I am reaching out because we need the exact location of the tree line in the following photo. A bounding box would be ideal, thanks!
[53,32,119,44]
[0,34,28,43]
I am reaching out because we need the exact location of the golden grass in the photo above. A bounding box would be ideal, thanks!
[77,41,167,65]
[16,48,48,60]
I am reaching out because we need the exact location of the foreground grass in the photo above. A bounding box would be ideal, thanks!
---
SHORT PROBLEM:
Reproduce every line of the data above, including the lines that ask for locations, and add 46 to each bounding box coordinate.

WRITTEN SOLUTION:
I am reaching out because we need the exact location of the tree line in the following photo. A bounding box would be ideal, thanks!
[99,78,165,90]
[46,80,74,89]
I am reaching out because we need the exact location of the golden grass in the photo above. A bounding box would be ideal, thanks!
[123,87,213,111]
[62,94,94,106]
I am reaching out because we need the exact location of the foreground grass in the photo above. A bounding box would be ideal, thanks!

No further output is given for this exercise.